Exercise task:
Continue the advice-column text below, about a friend who shares a home and a lease, from where it stops.

Given text:

'''

Conscience and Communication

Cleaning, Confusing, and Mothering Woes

Love's Liabilities


No Love for Me

The Internet, the Pain, and the Trust

Doubt, Lack, Doubt


Al Veoli: Cleaning, Confusing, and Mothering Woes

Al Veoli

Dear Al Veoli:

I have been living with my friend for year and half, we have been friend since middle school we have the same friends and everything. but it's like I am doing everything around the house I clean after her, take out the trash, buy all of the cleaning products my name is on all the bills, but it seems that whatever I say or do it makes her mad at me and then she does not talk to me for days. The other thing is that her boyfriend lives down stairs from us, so she is never around do anything. Right now she is mad at me for what I have no idea what for. so she hides from me or when I do try talking to her she makes like that I am not even there we have 4 more months left in a lease should I just break the lease and move out, and the other thing is that she is getting married and I am in her wedding. If I break the lease should I tell her that I will not be in her wedding?

'''

Material:
'''

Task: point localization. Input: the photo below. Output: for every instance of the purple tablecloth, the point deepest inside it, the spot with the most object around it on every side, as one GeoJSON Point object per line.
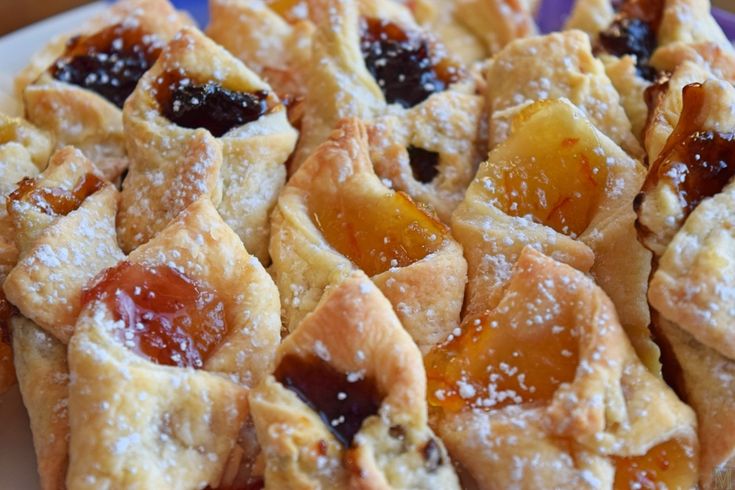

'''

Exercise answer:
-Cleaning Cathy

Dear Cleaning Cathy:

It sounds, dearie, as if your cohabitant has some anger management problems and that she feels it is perfectly appropriate and acceptable to take out these problems on you. The issue is that you are a good person, so you take out the trash and buy supplies for the house and attempt to work out things with your roomie. That is all well and noble, but if your roomie persists in not helping with anything, not contributing to cleaning or even spending money on cleaning, leaving you to do all the work, then you are only sabotaging your own game if you let things go on like this. If your roommate ignores you when you try to speak with her, then that is a pretty significant signal to you that something is seriously wrong. Al Veoli suggests breaking the lease, if you want, after informing your roommate that you have had enough of her abusive behavior and that you are not in the mood to be the doormat, especially since you've probably purchased a literal doormat yourself, with no financial assistance from her. Regarding her wedding, if this woman does not have the wherewithal to treat you decently on a day to day basis, Al Veoli suggests bowing out gracefully. Oh, and take those cleaning supplies with you when you leave!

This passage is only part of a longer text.